Set down the Kennedy vote passage word for word, from "The only person" to "in his article.".

begin Selected passage

The only person at the time who asked me if I’d voted for Kennedy was a reporter for Time magazine who interviewed me in Salt Lake City. I had a real hassle with him. I said, “The vote is by secret ballot, so I’m not going to answer that question.” He said, “Our readers want to know.” I said, “It’s none of your readers’ business how I voted. What’s that got to do with it? …. But this is the sort of thing that we need to know. Did you favor him for president?” I said, “I’m not going to tell you whether I did or not.” We went the rounds on this until he gave up. Then I said, “Now, if I have your word that you won’t put it in your article, I’ll tell you how I voted.” He gave me his word and I said, “Yes, I did vote for the president.” But that was the only time anyone ever raised that question with me. He didn’t mention it in his article.

The conditions of your appointment or, more accurately, lack of conditions says something about the initial spirit of the Kennedy administration, doesn’t it?

end Selected passage
begin Dataset

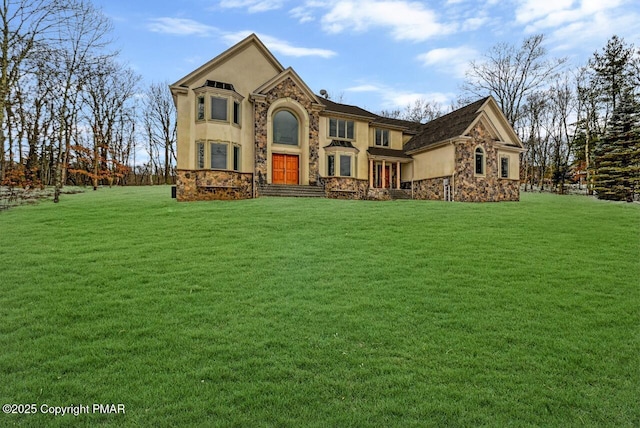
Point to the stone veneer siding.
(207, 185)
(345, 188)
(466, 186)
(430, 188)
(490, 188)
(285, 89)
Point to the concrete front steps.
(291, 191)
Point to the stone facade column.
(384, 173)
(371, 173)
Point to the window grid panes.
(218, 108)
(345, 166)
(285, 128)
(236, 158)
(236, 112)
(218, 156)
(479, 161)
(200, 153)
(331, 165)
(200, 108)
(504, 167)
(382, 137)
(340, 128)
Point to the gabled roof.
(288, 73)
(445, 127)
(239, 47)
(332, 107)
(405, 125)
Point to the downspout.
(453, 186)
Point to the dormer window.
(341, 128)
(200, 108)
(218, 101)
(382, 138)
(219, 108)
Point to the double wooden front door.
(285, 169)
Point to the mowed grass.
(304, 312)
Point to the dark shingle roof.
(381, 151)
(346, 109)
(448, 126)
(340, 143)
(410, 127)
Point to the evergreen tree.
(617, 155)
(613, 70)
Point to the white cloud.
(252, 6)
(405, 20)
(450, 60)
(280, 46)
(180, 26)
(540, 15)
(403, 99)
(364, 88)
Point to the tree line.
(70, 111)
(579, 125)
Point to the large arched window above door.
(285, 128)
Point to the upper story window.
(200, 108)
(504, 167)
(218, 108)
(341, 128)
(218, 101)
(285, 128)
(479, 161)
(382, 137)
(236, 112)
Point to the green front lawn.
(305, 312)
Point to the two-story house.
(246, 122)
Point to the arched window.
(285, 128)
(479, 161)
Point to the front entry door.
(285, 169)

end Dataset

## Answer below
The only person at the time who asked me if I’d voted for Kennedy was a reporter for Time magazine who interviewed me in Salt Lake City. I had a real hassle with him. I said, “The vote is by secret ballot, so I’m not going to answer that question.” He said, “Our readers want to know.” I said, “It’s none of your readers’ business how I voted. What’s that got to do with it? …. But this is the sort of thing that we need to know. Did you favor him for president?” I said, “I’m not going to tell you whether I did or not.” We went the rounds on this until he gave up. Then I said, “Now, if I have your word that you won’t put it in your article, I’ll tell you how I voted.” He gave me his word and I said, “Yes, I did vote for the president.” But that was the only time anyone ever raised that question with me. He didn’t mention it in his article.